### Document text
########
Adopting from Canada
Hague Convention Information
Canada is party to the Hague Convention on Protection of Children and Co-operation in Respect of Intercountry Adoption (Hague Adoption Convention). Therefore all adoptions between Canada and the United States must meet the requirements of the Convention and U.S. law implementing the Convention.
Canada is not considered a country of origin in intercountry adoption. Only 14 Canadian orphans have received U.S. immigrant visas in the past five fiscal years. The information provided is intended primarily to assist in extremely rare adoption cases from Canada, including adoptions of Canada children by relatives in the United States, as well as adoptions from third countries by Americans living in Canada.
Who Can Adopt
Adoption between the United States and Canada is governed by the Hague Adoption Convention. Therefore to adopt from Canada, you must first be found eligible to adopt by the U.S. Government. The U.S. Government agency responsible for making this determination is the Department of Homeland Security, U.S. Citizenship and Immigration Services (USCIS). Learn more.
########
### Record list
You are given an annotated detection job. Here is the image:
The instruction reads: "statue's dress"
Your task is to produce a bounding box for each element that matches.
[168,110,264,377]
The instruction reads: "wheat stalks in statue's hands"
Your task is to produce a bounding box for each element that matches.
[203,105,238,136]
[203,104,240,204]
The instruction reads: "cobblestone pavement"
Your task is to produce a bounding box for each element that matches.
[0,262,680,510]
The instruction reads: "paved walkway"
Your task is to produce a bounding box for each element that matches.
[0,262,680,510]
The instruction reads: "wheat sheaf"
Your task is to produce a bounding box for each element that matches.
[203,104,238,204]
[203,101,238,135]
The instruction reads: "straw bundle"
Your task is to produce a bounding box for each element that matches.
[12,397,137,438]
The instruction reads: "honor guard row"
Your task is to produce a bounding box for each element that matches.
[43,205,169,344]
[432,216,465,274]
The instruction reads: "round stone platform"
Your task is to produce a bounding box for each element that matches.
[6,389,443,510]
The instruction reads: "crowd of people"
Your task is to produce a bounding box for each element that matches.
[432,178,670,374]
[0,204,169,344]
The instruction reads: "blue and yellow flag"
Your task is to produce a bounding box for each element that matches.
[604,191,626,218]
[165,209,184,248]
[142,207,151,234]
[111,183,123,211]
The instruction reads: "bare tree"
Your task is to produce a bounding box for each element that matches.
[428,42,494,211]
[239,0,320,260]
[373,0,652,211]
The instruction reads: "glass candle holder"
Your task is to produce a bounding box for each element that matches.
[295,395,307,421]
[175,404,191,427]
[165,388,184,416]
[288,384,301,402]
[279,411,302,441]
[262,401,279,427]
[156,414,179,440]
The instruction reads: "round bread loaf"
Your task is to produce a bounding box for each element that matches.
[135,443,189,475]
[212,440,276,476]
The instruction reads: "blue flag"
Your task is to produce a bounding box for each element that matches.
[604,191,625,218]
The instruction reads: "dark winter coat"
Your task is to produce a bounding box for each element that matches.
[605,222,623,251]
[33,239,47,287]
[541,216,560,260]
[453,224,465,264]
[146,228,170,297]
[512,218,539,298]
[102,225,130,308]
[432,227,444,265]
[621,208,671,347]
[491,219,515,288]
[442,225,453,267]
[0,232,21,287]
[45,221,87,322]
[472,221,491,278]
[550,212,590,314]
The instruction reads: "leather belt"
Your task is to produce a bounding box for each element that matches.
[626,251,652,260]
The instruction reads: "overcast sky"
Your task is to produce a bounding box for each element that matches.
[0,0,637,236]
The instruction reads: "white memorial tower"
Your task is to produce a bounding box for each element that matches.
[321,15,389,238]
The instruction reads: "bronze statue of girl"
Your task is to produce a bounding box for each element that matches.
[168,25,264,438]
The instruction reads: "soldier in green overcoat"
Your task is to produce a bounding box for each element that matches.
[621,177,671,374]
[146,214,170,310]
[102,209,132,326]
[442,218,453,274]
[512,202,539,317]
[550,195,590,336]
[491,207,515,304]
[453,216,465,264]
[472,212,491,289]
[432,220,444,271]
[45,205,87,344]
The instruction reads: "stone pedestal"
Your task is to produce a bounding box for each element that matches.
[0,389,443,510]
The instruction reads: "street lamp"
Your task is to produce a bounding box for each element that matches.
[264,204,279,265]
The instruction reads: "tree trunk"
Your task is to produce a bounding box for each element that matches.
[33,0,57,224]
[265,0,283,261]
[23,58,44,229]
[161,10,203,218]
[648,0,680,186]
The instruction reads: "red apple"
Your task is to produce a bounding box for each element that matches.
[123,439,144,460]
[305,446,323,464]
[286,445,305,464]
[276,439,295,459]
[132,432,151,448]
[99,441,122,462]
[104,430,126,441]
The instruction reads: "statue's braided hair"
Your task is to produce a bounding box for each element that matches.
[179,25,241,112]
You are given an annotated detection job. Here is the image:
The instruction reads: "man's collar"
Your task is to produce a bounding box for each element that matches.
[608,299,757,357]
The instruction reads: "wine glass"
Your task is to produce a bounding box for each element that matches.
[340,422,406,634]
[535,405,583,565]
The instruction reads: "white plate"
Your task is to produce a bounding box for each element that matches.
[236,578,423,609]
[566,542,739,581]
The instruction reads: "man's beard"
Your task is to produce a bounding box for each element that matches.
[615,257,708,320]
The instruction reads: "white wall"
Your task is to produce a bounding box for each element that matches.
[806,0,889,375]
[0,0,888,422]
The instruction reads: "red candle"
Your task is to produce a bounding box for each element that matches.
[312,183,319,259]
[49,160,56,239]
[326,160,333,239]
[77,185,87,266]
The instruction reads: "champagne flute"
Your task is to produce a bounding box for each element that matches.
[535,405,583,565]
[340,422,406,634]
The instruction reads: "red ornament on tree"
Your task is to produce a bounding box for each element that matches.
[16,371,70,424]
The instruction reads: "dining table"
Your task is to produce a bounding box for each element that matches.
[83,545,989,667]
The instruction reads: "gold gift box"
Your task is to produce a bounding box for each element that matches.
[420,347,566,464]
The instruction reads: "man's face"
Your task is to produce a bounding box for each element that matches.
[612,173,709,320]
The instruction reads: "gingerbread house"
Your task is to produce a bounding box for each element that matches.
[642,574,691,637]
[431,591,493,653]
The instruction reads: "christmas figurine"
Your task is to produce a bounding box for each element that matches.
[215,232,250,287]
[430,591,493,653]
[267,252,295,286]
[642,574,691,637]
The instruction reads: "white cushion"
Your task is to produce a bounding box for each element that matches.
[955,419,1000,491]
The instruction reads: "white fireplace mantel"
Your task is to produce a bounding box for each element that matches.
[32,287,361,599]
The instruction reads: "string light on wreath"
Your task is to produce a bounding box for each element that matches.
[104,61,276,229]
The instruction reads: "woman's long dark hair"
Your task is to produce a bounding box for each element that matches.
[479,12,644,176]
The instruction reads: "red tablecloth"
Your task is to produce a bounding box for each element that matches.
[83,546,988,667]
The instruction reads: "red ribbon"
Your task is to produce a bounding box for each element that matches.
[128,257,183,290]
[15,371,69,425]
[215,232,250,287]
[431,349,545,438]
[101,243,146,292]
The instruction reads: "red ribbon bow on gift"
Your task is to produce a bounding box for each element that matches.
########
### Tasks to carry out
• 1. Copy out the records verbatim, starting with their first line and going on through the line that contains "[432,216,465,274]".
• 2. Write what comes next in the text on adopting from Canada, picking up after its last sentence.
The records are unrelated to the text on adopting from Canada.

### Response list
• 1.
You are given an annotated detection job. Here is the image:
The instruction reads: "statue's dress"
Your task is to produce a bounding box for each element that matches.
[168,110,264,377]
The instruction reads: "wheat stalks in statue's hands"
Your task is to produce a bounding box for each element that matches.
[203,105,238,136]
[203,104,240,204]
The instruction reads: "cobblestone pavement"
Your task is to produce a bounding box for each element that matches.
[0,262,680,510]
The instruction reads: "paved walkway"
Your task is to produce a bounding box for each element that matches.
[0,262,680,510]
The instruction reads: "wheat sheaf"
Your task is to produce a bounding box for each element that matches.
[203,104,238,204]
[203,101,238,135]
The instruction reads: "straw bundle"
Your task is to produce a bounding box for each element that matches.
[12,397,137,438]
The instruction reads: "honor guard row"
Your task is to produce a bounding box for each element that matches.
[43,205,169,344]
[432,216,465,274]

• 2.
In addition to these U.S. requirements for prospective adoptive parents, Canada also has the following requirements for prospective adoptive parents:
Eligibility and residence requirements vary by province. In general, non-residents of Canada cannot adopt children for emigration from Canada. There are some very limited exceptions, usually involving relatives of the children. Contact the provincial adoption authorities (see Contact Information) for specific information on additional eligibility requirements to adopt, including any age, marriage, and income requirements.
Age of Adopting Parents
Who Can Be Adopted
Because Canada is party to the Hague Adoption Convention, children from Canada must meet the requirements of the Convention in order to be eligible for adoption. For example, the Convention requires that Canada attempt to place a child with a family in-country before determining that a child is eligible for intercountry adoption. In addition to Canada's requirements, a child must meet the definition of a Convention adoptee for you to bring him or her back to the United States.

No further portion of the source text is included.